» Set exercise
Write out the material below again, beginning at the line that has "Q: Where is the small" and stopping after the line that has "167, 229, 228, 243". Replace "oven range" with "kitchen stove" and leave everything else unchanged.

═══ Supplied data

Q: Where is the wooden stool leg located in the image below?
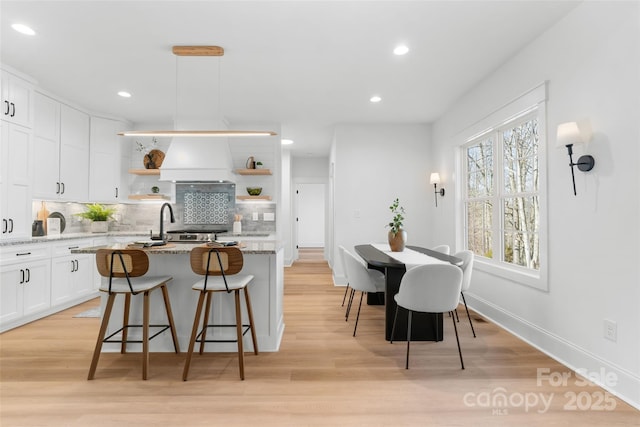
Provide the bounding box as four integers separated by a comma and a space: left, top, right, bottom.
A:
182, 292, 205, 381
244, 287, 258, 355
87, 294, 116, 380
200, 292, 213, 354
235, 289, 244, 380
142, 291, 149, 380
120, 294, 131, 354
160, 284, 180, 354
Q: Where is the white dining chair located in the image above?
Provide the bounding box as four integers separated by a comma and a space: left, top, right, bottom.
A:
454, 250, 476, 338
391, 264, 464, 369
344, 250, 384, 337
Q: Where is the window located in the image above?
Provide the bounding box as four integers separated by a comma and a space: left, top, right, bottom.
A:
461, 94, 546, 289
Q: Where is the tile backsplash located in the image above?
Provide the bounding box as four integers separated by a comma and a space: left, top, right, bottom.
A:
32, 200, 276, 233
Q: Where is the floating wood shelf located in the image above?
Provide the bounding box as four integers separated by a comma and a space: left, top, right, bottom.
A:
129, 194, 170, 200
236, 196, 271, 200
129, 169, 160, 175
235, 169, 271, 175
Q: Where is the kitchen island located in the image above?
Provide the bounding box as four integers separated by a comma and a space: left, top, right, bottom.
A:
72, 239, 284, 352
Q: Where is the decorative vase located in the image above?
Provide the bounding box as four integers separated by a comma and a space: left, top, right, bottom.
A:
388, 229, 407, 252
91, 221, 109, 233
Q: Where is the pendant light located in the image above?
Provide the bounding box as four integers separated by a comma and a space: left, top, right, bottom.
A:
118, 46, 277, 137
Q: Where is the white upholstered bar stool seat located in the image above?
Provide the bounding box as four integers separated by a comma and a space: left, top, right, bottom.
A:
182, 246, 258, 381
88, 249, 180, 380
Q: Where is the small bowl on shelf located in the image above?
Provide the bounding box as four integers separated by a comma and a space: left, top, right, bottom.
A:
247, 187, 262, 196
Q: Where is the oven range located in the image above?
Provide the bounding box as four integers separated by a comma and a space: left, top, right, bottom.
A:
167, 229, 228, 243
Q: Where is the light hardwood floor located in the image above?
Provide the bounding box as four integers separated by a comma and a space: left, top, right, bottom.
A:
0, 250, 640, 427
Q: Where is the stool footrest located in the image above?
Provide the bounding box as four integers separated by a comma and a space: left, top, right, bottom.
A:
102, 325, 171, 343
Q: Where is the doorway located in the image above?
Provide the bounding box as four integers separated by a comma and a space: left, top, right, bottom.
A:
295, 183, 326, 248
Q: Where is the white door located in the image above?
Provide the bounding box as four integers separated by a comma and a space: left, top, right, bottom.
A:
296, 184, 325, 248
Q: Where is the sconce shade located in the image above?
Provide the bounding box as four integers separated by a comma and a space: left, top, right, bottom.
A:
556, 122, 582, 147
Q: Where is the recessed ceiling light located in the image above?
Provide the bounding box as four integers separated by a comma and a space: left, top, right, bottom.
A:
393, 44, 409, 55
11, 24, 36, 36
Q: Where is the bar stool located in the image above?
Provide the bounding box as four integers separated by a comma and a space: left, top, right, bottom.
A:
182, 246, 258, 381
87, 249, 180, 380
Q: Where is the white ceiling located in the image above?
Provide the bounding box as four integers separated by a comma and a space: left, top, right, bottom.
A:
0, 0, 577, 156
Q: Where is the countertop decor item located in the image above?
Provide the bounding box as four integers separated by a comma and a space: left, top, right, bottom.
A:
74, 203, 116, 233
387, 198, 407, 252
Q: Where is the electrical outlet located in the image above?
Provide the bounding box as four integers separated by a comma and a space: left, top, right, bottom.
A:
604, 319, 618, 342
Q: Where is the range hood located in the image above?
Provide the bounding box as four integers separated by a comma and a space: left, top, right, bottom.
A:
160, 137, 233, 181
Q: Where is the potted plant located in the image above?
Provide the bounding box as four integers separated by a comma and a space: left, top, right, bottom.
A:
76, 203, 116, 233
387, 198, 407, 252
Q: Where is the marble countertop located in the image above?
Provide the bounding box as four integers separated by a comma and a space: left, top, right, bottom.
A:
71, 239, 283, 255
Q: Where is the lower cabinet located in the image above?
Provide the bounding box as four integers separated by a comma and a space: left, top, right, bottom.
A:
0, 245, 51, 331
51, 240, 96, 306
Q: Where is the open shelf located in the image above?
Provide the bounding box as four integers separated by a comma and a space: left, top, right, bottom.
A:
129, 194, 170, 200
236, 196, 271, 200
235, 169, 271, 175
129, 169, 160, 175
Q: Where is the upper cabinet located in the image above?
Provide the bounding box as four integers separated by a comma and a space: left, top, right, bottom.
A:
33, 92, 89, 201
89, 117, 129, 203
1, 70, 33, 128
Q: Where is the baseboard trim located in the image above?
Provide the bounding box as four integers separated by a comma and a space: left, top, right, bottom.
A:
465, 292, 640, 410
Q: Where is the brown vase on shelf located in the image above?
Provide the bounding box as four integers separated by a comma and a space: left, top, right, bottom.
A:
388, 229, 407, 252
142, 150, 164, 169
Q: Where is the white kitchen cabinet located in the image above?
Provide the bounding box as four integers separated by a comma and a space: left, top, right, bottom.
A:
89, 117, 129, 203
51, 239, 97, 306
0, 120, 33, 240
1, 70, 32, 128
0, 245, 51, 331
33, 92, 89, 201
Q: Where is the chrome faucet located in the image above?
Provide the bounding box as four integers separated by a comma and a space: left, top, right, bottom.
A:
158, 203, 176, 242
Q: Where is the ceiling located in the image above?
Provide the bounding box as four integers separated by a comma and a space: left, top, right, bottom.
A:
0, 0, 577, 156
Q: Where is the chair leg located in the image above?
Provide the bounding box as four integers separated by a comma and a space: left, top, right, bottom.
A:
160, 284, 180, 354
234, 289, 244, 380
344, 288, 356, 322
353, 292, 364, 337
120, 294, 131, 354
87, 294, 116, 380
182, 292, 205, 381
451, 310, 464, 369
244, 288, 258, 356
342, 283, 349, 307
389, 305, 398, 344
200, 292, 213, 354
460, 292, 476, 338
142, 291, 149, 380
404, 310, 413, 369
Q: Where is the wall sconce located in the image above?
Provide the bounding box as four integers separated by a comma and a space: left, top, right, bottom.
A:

══════
═══ Supplied data

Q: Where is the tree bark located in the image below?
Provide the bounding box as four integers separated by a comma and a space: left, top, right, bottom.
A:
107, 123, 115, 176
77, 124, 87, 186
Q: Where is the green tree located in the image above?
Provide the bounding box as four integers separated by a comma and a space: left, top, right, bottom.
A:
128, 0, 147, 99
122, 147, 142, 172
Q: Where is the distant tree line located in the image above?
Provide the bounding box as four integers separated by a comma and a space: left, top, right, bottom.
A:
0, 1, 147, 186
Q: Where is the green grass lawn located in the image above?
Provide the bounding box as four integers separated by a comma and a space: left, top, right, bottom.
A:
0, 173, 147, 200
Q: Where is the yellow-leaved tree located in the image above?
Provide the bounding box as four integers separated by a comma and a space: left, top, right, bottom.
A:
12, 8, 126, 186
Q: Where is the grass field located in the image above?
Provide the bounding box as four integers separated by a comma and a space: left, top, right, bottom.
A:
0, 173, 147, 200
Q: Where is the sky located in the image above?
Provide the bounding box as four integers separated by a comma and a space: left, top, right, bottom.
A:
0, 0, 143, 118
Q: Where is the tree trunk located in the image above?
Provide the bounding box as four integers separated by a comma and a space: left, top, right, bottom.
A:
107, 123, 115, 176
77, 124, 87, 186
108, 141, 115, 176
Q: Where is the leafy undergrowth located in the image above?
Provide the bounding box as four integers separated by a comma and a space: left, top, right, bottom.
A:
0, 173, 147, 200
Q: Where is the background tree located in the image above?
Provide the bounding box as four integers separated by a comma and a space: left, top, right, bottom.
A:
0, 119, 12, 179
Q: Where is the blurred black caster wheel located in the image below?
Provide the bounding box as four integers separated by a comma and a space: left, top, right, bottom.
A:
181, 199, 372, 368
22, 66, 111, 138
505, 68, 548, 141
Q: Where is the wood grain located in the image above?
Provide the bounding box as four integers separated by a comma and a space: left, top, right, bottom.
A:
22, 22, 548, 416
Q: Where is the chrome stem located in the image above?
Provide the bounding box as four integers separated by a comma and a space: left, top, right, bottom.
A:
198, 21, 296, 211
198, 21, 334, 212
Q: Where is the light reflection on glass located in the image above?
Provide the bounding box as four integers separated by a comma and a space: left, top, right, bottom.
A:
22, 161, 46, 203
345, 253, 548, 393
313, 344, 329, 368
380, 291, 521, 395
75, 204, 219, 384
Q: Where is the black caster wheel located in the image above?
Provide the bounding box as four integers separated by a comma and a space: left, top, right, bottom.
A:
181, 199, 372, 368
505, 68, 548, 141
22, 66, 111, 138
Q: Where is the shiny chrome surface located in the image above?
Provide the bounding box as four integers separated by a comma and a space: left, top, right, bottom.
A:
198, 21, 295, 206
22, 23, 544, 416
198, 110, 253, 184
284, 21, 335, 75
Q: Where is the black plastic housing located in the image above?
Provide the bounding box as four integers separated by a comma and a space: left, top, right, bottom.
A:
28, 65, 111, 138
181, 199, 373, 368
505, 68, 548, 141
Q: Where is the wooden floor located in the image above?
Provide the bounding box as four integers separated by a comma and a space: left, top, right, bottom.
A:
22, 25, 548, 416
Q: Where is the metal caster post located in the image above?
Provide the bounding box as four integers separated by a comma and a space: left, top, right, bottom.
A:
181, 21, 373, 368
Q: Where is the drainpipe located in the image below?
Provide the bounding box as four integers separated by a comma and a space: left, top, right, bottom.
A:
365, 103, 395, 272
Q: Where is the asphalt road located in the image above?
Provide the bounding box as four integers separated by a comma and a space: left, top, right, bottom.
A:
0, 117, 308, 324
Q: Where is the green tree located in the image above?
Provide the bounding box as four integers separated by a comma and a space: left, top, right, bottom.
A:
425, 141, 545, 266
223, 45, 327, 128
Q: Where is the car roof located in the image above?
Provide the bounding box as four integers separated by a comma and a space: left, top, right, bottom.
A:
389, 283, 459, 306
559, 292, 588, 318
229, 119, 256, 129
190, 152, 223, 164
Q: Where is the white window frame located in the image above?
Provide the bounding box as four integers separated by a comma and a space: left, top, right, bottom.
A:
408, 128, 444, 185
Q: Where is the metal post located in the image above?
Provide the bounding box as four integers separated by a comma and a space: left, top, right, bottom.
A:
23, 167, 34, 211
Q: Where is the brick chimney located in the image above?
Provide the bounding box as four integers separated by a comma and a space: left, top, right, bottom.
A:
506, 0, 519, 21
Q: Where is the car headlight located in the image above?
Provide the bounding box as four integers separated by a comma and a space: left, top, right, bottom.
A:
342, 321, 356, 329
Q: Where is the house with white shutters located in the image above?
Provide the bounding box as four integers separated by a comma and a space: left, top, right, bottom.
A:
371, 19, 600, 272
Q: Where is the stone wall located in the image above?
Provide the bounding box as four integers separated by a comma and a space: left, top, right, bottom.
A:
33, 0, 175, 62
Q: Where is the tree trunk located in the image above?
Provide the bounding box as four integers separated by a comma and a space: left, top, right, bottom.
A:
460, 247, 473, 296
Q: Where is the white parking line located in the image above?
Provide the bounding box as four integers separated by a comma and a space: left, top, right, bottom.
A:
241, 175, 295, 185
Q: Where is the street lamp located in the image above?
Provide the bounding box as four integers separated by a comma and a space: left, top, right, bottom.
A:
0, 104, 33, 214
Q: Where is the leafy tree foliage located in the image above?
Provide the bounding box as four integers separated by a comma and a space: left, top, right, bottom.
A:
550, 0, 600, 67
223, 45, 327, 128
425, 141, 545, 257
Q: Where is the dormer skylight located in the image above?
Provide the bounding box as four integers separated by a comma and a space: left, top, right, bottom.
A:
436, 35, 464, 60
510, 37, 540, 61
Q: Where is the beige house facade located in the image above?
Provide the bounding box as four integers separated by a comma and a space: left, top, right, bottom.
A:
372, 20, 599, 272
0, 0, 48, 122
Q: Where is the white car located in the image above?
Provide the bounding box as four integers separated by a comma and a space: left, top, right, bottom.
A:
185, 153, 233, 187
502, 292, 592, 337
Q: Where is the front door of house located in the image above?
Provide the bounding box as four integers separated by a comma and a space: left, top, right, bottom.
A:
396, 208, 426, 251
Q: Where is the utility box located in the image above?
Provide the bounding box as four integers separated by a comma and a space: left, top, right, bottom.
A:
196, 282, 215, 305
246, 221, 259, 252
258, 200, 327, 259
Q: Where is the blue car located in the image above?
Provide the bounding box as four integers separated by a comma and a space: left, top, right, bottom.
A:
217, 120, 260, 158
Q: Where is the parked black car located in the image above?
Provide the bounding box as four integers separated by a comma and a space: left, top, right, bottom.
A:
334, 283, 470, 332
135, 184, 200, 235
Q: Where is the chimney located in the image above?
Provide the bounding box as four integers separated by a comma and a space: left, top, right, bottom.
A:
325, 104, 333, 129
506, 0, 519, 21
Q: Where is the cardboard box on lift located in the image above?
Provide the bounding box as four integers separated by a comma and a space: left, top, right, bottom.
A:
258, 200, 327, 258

══════
═══ Supplied data

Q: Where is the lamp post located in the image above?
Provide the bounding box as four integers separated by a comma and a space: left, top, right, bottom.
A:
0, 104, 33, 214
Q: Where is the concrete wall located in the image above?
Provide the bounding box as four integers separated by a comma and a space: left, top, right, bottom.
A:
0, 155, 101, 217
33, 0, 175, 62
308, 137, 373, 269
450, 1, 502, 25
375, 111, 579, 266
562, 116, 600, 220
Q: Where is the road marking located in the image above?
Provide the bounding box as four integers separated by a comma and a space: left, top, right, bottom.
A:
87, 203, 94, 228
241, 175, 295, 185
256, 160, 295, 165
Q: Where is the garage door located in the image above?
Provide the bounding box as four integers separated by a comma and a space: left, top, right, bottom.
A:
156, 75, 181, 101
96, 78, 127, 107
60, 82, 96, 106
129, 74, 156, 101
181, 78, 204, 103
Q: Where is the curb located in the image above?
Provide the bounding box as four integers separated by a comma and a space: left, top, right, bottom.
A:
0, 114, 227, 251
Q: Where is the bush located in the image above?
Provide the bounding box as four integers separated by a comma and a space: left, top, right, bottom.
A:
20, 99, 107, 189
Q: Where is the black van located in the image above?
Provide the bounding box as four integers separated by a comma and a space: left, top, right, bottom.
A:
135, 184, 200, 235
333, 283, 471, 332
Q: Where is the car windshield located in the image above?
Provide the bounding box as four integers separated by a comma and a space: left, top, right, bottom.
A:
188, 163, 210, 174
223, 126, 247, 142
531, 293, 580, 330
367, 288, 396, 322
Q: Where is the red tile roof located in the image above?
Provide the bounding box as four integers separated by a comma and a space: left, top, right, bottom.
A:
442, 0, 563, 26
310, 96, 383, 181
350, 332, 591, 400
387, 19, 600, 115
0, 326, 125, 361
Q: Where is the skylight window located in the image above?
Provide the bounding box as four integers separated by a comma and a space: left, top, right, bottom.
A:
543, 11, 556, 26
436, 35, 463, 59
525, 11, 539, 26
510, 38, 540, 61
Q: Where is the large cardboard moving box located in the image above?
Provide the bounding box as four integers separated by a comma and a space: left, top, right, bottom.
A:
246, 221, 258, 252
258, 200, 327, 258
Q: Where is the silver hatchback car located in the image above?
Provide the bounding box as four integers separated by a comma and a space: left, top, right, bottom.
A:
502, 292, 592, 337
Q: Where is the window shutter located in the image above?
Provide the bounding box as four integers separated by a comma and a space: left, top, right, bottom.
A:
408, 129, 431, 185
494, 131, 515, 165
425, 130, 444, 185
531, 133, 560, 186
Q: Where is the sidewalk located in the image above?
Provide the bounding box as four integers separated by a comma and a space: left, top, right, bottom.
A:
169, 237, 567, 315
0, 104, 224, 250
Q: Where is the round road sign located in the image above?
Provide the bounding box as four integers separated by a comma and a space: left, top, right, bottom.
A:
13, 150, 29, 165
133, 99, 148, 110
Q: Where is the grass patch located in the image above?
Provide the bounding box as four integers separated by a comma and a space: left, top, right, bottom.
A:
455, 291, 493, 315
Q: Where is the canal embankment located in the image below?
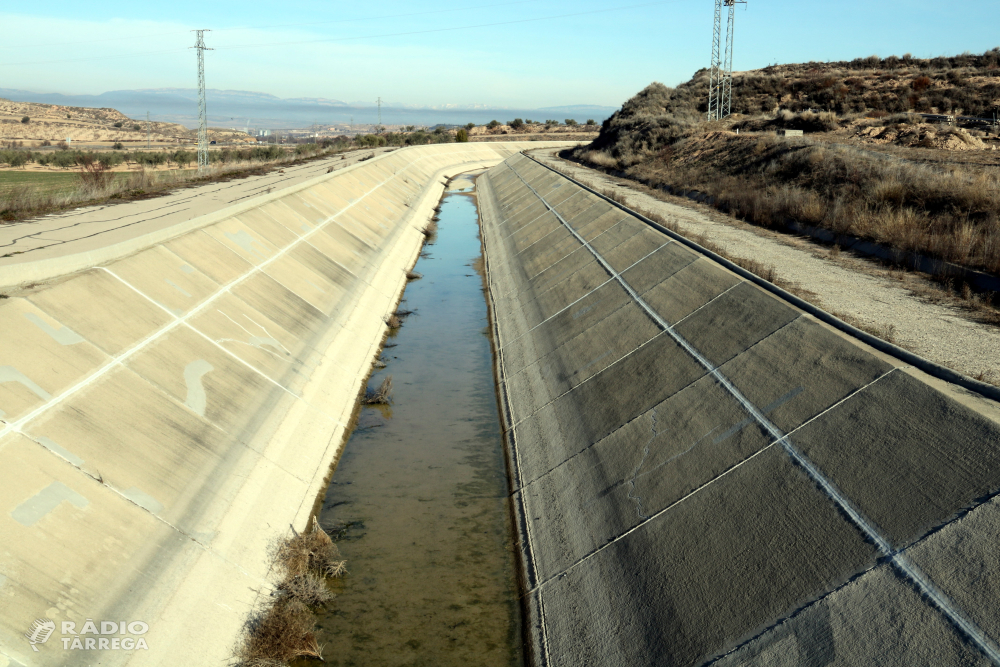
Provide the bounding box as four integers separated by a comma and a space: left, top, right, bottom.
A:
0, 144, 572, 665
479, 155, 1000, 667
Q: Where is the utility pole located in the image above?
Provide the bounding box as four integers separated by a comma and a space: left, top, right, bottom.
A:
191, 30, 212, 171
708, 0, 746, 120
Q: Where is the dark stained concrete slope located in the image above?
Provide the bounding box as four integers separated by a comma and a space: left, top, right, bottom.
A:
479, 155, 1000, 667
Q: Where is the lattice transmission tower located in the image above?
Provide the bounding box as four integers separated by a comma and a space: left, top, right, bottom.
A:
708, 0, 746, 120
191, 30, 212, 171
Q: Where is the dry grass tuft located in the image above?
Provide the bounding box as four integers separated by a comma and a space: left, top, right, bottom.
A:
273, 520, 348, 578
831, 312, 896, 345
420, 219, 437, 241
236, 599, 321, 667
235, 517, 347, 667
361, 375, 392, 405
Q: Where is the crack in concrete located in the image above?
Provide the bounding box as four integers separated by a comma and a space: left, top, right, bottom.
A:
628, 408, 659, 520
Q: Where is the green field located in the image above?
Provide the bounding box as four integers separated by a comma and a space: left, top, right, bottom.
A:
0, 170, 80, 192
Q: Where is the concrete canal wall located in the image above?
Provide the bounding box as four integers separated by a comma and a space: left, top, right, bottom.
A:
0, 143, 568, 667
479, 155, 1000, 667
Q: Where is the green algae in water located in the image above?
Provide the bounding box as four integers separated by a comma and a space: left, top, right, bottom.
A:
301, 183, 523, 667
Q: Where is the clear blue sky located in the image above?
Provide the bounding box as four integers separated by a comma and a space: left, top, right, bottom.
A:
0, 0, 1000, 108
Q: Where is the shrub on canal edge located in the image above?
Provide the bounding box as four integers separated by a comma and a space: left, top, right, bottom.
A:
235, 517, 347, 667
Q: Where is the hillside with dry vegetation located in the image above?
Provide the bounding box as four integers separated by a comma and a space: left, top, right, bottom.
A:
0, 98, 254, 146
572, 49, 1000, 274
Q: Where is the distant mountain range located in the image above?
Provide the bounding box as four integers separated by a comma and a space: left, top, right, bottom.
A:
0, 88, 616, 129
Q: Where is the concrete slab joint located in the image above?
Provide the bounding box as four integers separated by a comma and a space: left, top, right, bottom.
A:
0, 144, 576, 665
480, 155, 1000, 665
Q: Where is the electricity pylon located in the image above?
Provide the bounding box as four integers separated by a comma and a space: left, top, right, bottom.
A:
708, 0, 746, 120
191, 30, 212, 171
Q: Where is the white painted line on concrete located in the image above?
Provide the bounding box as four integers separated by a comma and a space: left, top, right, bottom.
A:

══════

» Solution to this problem
Q: Where is the small bowl on shelf located in the image above?
Provide the bounding box as four integers separated by a comma and a space: left, top, right, bottom.
A:
247, 187, 262, 196
Q: Where is the kitchen stove located in the image above?
Provide the bounding box as four integers separated by a comma and a space: left, top, right, bottom.
A:
167, 229, 228, 243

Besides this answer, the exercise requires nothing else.